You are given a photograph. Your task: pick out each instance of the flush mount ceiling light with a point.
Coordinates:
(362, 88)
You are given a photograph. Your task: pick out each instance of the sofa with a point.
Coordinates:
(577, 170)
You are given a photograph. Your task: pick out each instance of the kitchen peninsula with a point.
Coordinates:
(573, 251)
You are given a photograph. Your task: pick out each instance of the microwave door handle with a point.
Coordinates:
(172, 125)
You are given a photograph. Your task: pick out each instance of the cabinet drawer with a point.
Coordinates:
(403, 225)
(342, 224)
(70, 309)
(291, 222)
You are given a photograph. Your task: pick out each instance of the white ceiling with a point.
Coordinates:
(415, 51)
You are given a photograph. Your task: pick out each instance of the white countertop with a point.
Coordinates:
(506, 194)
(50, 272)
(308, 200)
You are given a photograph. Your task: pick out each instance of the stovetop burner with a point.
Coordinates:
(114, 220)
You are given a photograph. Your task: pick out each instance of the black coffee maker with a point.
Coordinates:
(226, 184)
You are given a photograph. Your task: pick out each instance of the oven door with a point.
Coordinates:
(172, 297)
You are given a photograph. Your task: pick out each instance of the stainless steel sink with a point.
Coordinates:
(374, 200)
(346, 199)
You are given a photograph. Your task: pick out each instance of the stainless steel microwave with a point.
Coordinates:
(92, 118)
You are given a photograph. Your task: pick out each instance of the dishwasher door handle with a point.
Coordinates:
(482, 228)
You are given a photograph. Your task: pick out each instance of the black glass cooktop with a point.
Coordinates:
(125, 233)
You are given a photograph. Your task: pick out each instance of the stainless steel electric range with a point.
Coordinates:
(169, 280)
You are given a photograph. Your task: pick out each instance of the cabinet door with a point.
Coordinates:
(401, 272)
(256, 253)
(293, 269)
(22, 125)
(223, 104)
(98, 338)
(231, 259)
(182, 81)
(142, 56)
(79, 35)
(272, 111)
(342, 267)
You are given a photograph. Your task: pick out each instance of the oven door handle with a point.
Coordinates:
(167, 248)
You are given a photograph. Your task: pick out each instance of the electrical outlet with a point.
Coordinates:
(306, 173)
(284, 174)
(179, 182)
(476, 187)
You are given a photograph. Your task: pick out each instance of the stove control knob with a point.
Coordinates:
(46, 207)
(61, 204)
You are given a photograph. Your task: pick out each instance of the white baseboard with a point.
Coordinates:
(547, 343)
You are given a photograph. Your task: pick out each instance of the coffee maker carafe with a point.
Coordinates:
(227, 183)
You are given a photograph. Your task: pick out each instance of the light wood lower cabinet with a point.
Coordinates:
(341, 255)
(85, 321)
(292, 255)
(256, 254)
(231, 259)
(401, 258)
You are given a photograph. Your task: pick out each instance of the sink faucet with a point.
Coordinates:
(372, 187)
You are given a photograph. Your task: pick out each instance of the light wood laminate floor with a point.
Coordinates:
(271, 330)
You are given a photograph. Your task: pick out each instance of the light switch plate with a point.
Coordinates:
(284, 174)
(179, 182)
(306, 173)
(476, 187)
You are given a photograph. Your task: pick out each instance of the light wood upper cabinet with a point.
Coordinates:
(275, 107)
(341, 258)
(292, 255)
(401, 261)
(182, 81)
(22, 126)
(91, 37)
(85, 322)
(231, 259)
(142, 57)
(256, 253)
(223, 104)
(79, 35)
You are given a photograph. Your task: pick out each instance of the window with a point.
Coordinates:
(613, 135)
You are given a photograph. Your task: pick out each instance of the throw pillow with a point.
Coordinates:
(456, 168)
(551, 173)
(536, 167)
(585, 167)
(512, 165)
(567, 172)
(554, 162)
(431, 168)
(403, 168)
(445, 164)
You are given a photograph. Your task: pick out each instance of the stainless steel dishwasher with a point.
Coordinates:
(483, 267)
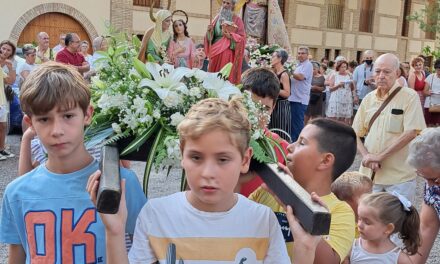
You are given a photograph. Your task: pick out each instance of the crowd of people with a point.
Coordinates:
(322, 114)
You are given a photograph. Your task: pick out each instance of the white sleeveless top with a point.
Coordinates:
(361, 256)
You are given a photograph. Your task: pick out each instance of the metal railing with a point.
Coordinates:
(146, 3)
(366, 20)
(335, 16)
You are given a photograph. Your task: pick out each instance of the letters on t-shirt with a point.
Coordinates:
(74, 236)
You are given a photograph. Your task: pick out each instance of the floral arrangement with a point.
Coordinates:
(260, 55)
(141, 102)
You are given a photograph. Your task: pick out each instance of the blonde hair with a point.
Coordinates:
(390, 210)
(212, 114)
(346, 186)
(54, 84)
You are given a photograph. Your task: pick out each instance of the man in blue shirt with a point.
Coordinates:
(300, 91)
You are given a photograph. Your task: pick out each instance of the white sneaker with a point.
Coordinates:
(6, 154)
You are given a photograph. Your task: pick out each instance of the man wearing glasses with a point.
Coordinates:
(300, 91)
(387, 138)
(70, 54)
(61, 44)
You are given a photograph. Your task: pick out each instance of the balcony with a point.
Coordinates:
(335, 16)
(366, 20)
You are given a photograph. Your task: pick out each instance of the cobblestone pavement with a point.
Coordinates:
(159, 186)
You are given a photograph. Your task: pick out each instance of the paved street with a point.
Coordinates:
(159, 186)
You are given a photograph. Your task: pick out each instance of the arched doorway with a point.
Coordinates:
(53, 24)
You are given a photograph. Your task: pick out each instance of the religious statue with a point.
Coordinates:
(225, 41)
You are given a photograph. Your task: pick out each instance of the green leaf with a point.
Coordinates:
(277, 145)
(141, 69)
(136, 42)
(151, 157)
(150, 58)
(111, 51)
(137, 142)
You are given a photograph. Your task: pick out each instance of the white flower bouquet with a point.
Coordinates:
(142, 104)
(260, 55)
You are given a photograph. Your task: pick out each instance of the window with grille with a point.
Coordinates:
(146, 3)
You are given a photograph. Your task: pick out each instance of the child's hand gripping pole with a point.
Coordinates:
(109, 190)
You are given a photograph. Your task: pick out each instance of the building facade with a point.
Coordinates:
(328, 27)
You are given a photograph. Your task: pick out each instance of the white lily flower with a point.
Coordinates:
(224, 89)
(166, 78)
(199, 74)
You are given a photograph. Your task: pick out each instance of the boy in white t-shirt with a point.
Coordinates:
(209, 223)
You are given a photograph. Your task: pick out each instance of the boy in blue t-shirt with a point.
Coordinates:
(47, 215)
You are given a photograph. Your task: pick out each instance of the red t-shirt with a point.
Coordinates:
(247, 188)
(66, 57)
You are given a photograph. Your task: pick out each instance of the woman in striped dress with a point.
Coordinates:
(280, 118)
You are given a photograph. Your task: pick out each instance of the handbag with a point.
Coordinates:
(377, 113)
(314, 98)
(432, 107)
(9, 93)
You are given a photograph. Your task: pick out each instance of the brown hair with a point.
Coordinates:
(350, 182)
(213, 113)
(391, 211)
(417, 60)
(53, 84)
(339, 64)
(9, 43)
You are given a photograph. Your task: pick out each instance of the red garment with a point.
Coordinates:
(247, 188)
(220, 53)
(66, 57)
(419, 85)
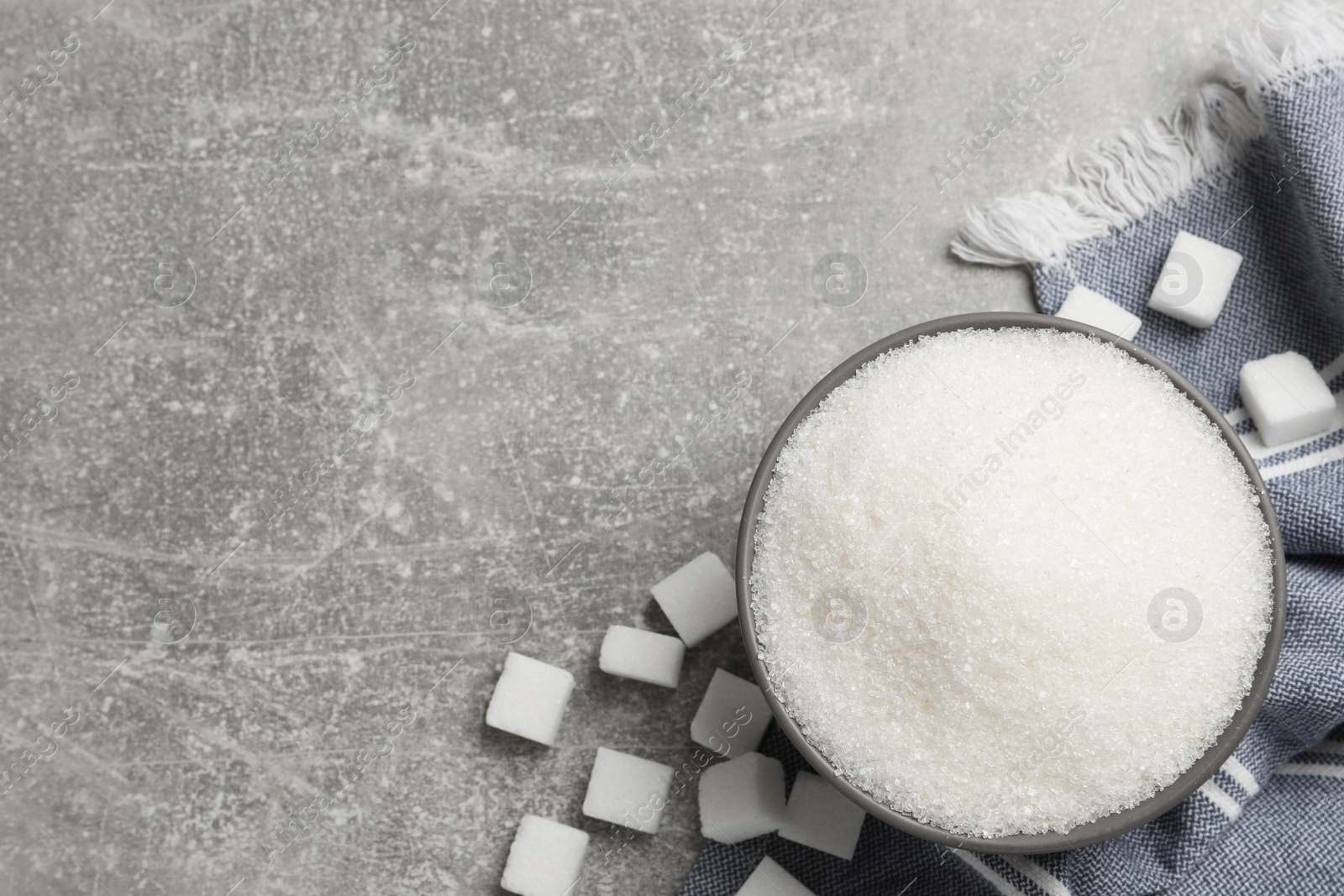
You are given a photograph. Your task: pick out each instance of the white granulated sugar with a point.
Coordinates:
(1011, 580)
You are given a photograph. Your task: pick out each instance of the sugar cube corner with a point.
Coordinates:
(1287, 398)
(769, 879)
(732, 718)
(1092, 308)
(699, 598)
(642, 656)
(628, 790)
(822, 817)
(530, 699)
(743, 799)
(546, 857)
(1195, 280)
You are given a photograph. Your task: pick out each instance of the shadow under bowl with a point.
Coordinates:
(1106, 826)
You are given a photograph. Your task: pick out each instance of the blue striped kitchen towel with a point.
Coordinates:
(1254, 163)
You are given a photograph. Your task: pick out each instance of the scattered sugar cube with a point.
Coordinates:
(1195, 280)
(530, 699)
(770, 880)
(644, 656)
(822, 817)
(699, 598)
(1287, 398)
(743, 799)
(544, 860)
(732, 716)
(628, 790)
(1095, 309)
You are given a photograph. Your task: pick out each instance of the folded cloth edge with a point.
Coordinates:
(1137, 170)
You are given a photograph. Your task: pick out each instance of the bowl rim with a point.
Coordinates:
(1102, 828)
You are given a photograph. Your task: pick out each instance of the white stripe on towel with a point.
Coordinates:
(1310, 768)
(1222, 799)
(1334, 747)
(1242, 775)
(1305, 463)
(1038, 876)
(1000, 883)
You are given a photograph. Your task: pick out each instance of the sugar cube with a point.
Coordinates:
(628, 790)
(732, 716)
(770, 880)
(544, 860)
(643, 656)
(699, 598)
(1287, 398)
(743, 799)
(822, 817)
(1195, 280)
(530, 699)
(1095, 309)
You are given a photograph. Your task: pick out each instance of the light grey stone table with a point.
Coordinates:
(333, 336)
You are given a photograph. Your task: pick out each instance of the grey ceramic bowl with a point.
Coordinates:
(1084, 835)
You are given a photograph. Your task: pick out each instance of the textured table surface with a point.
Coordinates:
(338, 352)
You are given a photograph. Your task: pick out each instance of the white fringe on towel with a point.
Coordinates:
(1135, 170)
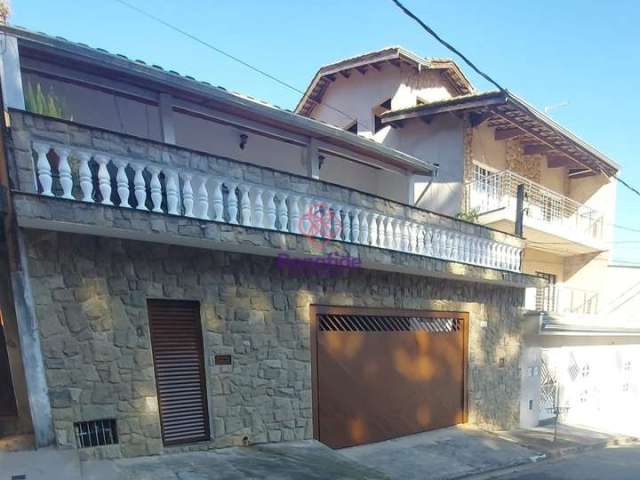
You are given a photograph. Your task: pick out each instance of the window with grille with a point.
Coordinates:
(386, 323)
(487, 185)
(96, 433)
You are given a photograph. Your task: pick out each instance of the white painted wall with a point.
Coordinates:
(622, 295)
(224, 140)
(599, 386)
(357, 95)
(10, 75)
(439, 142)
(100, 109)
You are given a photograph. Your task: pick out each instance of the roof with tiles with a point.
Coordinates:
(155, 73)
(394, 55)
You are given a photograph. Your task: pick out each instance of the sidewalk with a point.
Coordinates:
(448, 454)
(570, 440)
(43, 464)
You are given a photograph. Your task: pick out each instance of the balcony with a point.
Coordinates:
(562, 300)
(68, 177)
(561, 224)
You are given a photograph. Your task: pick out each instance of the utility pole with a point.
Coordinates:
(520, 211)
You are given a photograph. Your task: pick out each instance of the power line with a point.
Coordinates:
(633, 189)
(227, 54)
(431, 32)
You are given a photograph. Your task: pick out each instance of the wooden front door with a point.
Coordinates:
(176, 339)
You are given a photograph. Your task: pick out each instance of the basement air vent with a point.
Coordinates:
(96, 433)
(386, 323)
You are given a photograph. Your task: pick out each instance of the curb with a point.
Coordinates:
(544, 457)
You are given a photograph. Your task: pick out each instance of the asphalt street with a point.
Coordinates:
(621, 463)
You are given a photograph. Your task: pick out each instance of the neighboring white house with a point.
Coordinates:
(582, 339)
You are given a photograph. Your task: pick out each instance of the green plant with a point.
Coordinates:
(37, 101)
(469, 215)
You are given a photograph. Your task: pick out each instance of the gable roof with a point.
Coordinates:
(396, 56)
(512, 117)
(154, 77)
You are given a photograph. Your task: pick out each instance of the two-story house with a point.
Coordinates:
(186, 267)
(485, 145)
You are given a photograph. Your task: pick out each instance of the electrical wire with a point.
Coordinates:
(431, 32)
(229, 55)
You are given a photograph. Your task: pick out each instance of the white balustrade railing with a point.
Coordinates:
(95, 177)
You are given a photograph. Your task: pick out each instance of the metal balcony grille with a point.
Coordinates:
(379, 323)
(489, 192)
(96, 433)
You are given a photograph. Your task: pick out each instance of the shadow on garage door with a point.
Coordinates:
(380, 374)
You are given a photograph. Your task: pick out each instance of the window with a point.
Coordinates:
(486, 186)
(384, 107)
(546, 297)
(96, 433)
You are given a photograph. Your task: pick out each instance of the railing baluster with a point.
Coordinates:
(346, 224)
(428, 241)
(64, 171)
(355, 226)
(232, 202)
(173, 192)
(270, 209)
(104, 180)
(364, 228)
(258, 208)
(203, 198)
(245, 205)
(373, 230)
(86, 185)
(122, 182)
(44, 168)
(156, 189)
(294, 214)
(218, 201)
(187, 194)
(283, 212)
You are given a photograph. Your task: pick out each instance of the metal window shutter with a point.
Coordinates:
(176, 339)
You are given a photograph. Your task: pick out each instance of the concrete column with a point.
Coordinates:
(32, 360)
(10, 76)
(313, 164)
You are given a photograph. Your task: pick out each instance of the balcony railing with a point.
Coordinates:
(561, 299)
(78, 174)
(498, 191)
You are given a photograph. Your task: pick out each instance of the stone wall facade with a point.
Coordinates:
(90, 295)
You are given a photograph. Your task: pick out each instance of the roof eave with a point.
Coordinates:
(161, 77)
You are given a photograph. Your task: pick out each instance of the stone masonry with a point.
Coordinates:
(91, 293)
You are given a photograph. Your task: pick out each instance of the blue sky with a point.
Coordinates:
(549, 52)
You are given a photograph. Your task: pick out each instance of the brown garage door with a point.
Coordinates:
(380, 375)
(176, 339)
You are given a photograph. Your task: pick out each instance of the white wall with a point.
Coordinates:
(359, 94)
(224, 140)
(622, 295)
(100, 109)
(439, 142)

Task details: Filter the records for the word "blue" and show every line that has it.

The completed task:
You are given a photograph. Your task: pick out each instance of the man in blue shirt with a point.
You are given a photograph. Your task: pick out each instance of the boy in blue t-shirt with a point.
You are given a photograph. Your task: pick out each instance of the blue striped kitchen towel with a point.
You are given a photograph. Your task: pick out each instance of the blue sky with a point.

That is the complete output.